Convert the records, from the line containing "indicate the debris" through the last line, into a JSON list of strings with one string per line and blank lines omitted.

>> start The records

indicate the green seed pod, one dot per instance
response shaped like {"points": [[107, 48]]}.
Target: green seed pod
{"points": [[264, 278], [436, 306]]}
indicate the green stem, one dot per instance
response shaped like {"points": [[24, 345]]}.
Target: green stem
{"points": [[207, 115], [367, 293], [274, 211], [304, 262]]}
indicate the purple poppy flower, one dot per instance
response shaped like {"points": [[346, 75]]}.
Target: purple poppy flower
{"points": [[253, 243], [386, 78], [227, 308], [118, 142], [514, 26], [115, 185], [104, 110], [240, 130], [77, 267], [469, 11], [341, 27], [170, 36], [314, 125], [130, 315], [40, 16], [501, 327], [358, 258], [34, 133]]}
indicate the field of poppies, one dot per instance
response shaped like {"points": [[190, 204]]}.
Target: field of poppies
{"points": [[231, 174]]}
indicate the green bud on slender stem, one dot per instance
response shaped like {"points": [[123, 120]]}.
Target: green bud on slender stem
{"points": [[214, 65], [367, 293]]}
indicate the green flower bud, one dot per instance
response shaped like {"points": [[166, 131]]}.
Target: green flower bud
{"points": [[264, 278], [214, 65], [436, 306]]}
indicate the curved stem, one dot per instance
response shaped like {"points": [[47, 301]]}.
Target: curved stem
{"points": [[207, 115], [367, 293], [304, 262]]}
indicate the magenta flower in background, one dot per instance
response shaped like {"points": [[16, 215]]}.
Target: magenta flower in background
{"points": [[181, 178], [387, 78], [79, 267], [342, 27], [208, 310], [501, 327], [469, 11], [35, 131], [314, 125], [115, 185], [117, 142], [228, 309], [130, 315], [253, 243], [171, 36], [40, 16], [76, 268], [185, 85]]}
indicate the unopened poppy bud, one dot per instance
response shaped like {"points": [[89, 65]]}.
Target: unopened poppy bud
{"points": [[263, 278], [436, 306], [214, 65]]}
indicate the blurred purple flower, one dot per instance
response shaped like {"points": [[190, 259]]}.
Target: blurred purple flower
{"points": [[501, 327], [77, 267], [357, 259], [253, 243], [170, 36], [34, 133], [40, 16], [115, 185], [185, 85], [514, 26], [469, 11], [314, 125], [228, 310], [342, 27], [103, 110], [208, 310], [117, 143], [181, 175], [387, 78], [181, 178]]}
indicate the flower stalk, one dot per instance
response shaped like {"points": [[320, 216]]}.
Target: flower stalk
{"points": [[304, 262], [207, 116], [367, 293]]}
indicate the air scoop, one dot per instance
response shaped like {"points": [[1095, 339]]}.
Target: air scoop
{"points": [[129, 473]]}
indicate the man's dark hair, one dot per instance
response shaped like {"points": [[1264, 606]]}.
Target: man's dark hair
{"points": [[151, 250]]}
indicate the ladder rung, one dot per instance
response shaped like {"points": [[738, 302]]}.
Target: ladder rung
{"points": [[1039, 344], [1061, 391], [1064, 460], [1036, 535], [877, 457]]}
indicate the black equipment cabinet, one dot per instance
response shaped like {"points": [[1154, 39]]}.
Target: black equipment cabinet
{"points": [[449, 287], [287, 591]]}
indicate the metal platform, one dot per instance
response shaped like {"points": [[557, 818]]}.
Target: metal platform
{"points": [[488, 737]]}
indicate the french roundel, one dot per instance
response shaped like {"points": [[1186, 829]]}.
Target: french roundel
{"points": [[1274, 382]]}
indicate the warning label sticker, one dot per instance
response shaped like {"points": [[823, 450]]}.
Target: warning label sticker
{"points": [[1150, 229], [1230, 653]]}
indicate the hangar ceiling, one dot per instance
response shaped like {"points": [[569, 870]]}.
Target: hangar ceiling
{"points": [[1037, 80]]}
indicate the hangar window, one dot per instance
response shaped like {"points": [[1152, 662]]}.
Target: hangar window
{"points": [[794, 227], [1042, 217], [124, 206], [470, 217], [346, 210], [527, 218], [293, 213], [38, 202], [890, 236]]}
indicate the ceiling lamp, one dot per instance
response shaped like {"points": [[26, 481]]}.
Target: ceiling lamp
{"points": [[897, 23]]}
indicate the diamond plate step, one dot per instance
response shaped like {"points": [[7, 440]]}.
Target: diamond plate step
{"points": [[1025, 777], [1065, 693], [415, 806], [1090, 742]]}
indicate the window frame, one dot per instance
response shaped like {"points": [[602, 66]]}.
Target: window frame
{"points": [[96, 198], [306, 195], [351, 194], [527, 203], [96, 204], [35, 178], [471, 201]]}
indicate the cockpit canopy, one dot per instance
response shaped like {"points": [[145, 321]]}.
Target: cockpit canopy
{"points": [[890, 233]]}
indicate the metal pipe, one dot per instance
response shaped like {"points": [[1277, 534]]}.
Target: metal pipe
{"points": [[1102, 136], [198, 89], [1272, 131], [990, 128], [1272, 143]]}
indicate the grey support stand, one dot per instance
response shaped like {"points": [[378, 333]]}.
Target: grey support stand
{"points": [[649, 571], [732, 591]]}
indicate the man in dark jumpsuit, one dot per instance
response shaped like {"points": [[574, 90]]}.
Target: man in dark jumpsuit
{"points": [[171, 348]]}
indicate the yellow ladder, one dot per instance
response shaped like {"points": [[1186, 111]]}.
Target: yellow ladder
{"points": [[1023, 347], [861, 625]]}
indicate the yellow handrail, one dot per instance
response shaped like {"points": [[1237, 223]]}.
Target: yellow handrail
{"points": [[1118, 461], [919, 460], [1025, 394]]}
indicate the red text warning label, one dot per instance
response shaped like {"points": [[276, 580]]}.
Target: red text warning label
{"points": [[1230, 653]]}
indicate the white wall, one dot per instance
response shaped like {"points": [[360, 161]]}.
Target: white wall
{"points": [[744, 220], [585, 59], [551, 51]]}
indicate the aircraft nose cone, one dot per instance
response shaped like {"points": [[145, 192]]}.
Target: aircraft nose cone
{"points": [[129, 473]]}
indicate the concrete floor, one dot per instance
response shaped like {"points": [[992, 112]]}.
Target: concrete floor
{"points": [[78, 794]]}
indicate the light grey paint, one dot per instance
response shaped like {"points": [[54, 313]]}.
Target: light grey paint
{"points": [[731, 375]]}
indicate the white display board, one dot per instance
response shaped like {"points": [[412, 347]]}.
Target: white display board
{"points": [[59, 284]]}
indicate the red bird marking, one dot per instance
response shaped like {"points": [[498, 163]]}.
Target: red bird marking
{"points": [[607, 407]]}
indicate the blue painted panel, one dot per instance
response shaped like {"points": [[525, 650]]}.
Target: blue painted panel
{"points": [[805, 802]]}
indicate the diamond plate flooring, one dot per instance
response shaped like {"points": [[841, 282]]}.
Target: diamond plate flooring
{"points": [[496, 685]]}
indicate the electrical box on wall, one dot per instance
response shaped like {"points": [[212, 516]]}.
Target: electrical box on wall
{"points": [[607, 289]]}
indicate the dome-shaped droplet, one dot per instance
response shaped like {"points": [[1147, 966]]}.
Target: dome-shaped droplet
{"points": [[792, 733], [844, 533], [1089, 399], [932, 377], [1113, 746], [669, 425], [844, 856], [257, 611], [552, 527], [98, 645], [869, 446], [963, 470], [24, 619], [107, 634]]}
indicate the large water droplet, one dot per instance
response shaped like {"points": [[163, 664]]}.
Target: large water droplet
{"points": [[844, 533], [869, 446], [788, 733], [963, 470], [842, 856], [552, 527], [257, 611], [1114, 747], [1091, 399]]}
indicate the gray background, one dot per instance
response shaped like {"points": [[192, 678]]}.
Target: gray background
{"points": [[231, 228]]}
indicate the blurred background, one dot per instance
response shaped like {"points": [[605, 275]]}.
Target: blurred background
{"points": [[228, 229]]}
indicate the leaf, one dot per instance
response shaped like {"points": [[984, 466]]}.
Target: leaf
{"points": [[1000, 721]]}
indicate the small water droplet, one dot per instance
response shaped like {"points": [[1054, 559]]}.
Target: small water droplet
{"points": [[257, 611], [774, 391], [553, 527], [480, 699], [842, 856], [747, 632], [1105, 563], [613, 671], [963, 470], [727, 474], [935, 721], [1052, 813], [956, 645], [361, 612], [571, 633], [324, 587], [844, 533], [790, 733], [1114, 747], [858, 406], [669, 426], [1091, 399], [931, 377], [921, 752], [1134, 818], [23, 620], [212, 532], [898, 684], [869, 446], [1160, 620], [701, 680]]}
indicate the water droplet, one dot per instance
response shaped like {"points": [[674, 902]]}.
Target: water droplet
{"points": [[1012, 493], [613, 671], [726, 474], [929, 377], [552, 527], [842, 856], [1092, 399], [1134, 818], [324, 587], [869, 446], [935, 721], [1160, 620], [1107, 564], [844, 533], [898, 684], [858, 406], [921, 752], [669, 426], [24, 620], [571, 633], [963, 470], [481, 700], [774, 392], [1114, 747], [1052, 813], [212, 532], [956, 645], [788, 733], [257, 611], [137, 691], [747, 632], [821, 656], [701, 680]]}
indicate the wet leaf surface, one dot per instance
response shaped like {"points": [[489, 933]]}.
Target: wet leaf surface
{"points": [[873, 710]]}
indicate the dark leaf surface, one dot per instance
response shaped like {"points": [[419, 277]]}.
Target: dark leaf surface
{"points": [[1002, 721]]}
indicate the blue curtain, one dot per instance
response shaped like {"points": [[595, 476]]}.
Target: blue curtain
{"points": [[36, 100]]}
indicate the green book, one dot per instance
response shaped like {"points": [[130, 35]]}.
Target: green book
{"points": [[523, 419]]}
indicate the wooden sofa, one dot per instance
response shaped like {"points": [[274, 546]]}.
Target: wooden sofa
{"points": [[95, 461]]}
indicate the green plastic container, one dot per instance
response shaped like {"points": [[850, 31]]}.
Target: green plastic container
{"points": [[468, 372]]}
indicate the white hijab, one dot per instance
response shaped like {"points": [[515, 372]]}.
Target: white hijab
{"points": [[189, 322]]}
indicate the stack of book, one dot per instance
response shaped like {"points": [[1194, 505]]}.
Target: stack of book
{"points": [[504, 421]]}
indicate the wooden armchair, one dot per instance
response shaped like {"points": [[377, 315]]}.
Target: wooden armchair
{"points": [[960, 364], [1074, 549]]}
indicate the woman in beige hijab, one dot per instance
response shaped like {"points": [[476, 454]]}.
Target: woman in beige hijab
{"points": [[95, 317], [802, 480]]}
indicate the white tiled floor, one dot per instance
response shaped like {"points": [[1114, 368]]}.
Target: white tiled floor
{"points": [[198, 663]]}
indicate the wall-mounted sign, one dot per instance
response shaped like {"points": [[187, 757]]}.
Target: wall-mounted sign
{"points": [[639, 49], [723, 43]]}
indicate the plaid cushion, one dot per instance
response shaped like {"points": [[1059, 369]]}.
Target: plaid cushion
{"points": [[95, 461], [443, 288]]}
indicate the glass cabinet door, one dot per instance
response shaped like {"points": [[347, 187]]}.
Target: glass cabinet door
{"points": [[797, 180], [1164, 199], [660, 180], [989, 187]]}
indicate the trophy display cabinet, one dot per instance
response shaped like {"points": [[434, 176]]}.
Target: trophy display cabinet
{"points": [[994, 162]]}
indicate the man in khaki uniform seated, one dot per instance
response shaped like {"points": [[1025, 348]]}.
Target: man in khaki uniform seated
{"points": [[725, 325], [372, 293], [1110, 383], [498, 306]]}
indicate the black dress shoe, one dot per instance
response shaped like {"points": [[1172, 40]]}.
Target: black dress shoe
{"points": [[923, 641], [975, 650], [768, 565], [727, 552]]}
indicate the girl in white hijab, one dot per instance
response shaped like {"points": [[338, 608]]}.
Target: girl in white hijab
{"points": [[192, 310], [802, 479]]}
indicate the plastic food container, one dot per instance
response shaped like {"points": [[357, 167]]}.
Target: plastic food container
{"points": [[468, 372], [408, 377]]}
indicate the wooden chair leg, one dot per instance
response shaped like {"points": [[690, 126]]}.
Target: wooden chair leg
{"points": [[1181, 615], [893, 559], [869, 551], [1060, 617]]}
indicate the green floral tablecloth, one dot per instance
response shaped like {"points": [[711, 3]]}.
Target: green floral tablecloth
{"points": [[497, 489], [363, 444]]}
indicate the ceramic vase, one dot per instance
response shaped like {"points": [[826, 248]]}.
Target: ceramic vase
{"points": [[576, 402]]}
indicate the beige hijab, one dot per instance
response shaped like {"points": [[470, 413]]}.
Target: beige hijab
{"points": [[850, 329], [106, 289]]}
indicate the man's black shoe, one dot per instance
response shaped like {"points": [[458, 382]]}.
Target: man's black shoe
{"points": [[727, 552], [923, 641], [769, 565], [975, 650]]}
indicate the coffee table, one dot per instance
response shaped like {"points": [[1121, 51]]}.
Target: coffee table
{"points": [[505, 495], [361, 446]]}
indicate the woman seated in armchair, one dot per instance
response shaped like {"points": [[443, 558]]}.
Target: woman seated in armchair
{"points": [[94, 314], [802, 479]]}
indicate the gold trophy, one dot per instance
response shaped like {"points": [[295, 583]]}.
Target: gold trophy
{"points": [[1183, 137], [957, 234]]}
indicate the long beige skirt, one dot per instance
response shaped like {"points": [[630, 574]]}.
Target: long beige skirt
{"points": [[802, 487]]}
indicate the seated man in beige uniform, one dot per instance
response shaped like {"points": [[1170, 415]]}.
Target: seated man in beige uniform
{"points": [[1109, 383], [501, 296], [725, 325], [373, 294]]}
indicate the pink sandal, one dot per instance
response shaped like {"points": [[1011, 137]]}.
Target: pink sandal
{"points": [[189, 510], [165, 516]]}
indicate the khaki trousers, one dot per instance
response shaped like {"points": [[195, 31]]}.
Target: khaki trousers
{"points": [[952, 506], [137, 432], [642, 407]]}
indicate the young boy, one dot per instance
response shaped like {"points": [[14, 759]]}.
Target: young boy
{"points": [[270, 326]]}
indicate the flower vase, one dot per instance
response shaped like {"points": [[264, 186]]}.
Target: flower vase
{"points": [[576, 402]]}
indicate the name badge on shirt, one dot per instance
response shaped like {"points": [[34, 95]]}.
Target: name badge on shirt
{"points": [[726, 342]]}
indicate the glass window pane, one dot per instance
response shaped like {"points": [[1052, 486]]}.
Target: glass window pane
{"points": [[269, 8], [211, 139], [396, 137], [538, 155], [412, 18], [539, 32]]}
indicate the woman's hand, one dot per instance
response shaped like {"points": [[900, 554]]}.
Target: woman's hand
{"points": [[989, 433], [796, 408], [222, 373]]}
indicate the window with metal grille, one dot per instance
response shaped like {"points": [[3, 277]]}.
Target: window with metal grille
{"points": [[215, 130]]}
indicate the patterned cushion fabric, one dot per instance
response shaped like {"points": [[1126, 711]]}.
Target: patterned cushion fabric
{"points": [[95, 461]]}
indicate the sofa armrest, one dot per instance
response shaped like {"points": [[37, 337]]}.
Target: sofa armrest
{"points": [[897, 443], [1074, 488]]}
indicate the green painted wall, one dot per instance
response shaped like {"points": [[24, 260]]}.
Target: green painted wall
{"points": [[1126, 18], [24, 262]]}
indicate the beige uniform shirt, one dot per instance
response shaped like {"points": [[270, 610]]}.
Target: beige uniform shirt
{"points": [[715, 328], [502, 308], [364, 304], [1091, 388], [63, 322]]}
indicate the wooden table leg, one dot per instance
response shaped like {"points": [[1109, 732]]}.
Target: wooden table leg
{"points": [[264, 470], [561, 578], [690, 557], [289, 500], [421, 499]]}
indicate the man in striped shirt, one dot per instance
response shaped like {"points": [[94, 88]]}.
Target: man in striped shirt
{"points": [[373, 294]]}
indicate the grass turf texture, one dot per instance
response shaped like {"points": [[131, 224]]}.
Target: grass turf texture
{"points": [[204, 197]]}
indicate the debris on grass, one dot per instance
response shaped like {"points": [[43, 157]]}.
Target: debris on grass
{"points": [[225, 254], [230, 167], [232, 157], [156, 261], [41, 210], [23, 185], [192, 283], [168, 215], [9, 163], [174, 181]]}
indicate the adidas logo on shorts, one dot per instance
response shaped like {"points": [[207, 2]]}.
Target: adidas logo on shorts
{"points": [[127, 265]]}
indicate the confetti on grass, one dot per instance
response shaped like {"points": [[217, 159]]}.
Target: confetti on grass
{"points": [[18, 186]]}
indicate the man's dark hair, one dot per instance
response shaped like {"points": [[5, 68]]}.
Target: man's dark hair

>> end The records

Exercise result.
[
  "indicate the debris on grass, one dot per instance",
  "response shaped like {\"points\": [[43, 157]]}.",
  "Target: debris on grass",
  "{\"points\": [[225, 254], [230, 167], [232, 157], [156, 261], [41, 210], [23, 185], [192, 283], [168, 215], [9, 163], [174, 181]]}",
  "indicate the adidas logo on shorts, one dot per instance",
  "response shaped like {\"points\": [[207, 2]]}.",
  "Target: adidas logo on shorts",
  "{\"points\": [[127, 265]]}",
  "indicate the confetti on grass, one dot per instance",
  "response shaped like {\"points\": [[217, 159]]}.",
  "Target: confetti on grass",
  "{\"points\": [[18, 186]]}",
  "indicate the man's dark hair, one dot per instance",
  "response shaped like {\"points\": [[5, 68]]}.",
  "Target: man's dark hair"
]